▶ _Task prompt_: Scan the entries below for the string "coffee" and copy every line where it turns up.

▶ _Provided records_:
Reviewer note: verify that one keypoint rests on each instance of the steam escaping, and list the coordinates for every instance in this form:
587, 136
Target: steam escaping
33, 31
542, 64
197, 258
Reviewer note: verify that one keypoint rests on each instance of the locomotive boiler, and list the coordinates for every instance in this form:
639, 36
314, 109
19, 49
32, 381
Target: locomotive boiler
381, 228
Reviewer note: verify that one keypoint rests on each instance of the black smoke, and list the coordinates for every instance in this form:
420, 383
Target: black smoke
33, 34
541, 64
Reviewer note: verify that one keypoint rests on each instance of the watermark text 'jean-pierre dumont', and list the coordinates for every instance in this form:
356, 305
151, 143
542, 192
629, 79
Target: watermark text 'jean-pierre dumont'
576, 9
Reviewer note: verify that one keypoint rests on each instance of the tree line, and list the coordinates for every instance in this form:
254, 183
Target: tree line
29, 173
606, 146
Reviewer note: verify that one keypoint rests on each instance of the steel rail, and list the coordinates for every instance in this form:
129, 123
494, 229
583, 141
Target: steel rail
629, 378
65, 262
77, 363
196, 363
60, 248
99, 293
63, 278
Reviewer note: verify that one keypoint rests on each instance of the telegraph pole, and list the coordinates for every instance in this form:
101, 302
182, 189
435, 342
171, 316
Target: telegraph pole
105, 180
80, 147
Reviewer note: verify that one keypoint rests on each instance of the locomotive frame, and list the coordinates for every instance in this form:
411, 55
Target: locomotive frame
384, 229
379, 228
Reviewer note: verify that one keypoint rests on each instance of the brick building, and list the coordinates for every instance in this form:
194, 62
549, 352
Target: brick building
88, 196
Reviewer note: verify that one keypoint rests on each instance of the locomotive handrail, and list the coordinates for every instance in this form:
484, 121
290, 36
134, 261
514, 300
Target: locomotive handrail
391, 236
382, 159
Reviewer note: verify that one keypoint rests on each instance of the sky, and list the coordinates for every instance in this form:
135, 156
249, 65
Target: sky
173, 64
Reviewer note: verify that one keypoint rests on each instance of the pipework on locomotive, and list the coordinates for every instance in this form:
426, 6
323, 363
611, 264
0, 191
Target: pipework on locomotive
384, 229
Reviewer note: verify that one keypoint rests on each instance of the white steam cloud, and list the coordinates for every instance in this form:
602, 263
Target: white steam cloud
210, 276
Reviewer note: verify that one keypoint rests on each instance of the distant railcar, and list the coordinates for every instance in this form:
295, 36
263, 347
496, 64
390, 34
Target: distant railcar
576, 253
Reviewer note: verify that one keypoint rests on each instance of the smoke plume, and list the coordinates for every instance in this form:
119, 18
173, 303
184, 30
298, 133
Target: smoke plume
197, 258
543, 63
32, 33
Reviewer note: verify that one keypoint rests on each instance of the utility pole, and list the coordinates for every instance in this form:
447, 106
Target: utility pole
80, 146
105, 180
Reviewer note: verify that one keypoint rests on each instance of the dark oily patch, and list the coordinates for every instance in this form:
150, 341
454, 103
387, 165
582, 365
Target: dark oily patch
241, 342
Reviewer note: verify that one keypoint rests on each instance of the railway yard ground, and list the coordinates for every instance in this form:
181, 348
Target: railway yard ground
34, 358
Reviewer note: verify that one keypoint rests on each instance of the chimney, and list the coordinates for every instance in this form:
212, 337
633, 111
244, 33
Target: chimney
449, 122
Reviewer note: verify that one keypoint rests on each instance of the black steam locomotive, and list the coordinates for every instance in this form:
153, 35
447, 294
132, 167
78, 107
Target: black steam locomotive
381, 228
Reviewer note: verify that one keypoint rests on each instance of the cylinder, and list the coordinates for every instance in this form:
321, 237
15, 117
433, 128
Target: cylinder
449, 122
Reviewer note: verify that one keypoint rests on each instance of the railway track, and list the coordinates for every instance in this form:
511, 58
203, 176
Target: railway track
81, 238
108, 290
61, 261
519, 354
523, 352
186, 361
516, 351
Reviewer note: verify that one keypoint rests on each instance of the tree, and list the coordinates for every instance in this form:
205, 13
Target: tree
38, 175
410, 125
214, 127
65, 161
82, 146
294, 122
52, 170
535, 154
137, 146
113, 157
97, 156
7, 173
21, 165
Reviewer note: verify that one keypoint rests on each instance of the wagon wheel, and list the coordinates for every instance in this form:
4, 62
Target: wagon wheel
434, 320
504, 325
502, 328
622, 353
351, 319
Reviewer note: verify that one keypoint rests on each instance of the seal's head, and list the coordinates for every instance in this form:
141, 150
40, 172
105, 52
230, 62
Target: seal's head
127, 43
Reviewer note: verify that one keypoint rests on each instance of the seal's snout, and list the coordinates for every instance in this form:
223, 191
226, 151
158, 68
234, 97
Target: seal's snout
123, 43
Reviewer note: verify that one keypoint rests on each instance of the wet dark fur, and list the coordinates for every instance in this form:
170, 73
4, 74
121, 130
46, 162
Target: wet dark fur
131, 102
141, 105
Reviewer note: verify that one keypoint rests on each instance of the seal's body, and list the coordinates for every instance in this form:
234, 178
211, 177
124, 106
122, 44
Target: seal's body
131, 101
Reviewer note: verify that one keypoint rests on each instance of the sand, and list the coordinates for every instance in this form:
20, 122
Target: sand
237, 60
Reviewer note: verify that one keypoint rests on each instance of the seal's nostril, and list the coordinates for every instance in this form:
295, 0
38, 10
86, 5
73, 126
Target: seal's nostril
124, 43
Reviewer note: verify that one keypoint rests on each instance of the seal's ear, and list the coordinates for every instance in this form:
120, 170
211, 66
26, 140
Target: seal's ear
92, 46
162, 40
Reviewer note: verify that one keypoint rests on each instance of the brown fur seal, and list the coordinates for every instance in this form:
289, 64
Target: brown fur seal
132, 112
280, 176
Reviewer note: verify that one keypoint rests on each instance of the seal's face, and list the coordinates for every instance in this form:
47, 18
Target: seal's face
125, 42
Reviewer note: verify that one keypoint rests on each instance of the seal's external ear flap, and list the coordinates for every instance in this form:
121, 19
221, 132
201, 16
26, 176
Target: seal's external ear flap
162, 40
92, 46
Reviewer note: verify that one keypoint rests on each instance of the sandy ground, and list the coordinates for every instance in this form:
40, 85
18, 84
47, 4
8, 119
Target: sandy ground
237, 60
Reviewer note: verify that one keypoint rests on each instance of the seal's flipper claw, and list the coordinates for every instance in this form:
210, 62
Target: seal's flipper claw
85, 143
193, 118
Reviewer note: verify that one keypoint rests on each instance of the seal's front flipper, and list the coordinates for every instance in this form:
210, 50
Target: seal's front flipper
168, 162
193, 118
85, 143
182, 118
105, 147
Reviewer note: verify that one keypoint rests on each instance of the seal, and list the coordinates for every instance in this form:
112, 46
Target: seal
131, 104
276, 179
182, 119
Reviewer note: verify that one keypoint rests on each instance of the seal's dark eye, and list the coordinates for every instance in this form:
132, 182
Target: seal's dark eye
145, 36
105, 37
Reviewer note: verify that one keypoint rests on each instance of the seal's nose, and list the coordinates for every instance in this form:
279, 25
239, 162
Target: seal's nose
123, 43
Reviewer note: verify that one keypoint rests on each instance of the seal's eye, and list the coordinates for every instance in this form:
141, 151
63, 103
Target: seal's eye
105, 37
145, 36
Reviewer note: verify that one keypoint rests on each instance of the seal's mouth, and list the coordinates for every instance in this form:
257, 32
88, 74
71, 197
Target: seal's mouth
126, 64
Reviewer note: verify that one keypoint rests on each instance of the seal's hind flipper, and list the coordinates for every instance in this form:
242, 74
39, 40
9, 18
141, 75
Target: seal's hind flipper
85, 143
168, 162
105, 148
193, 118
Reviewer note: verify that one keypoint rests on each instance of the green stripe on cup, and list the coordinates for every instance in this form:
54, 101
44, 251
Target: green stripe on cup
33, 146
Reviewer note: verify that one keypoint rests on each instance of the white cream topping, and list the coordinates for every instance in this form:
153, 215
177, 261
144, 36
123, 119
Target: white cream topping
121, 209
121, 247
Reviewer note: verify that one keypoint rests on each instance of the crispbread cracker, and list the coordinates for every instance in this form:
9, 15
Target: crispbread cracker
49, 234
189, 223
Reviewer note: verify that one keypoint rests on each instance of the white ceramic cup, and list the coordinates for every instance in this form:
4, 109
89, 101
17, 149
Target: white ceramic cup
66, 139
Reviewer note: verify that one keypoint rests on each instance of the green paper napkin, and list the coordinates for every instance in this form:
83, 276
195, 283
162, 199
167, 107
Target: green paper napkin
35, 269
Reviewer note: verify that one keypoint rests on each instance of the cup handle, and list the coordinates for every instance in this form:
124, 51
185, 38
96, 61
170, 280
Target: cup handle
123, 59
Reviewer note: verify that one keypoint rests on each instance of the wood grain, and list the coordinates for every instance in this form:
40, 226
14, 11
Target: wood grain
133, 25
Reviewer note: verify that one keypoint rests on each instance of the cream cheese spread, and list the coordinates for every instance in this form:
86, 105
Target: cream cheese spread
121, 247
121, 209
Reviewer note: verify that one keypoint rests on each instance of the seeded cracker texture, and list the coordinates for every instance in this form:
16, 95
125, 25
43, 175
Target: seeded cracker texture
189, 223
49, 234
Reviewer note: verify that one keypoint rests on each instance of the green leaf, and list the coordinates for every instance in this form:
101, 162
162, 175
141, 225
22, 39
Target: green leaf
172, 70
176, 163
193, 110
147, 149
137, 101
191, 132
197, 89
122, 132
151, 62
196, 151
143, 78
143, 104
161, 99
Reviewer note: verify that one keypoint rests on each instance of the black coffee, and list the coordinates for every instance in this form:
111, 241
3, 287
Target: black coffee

▶ _Output_:
Reviewer note: verify that one keypoint rests on each instance of the black coffee, and list the coordinates for every instance in this form:
Target: black coffee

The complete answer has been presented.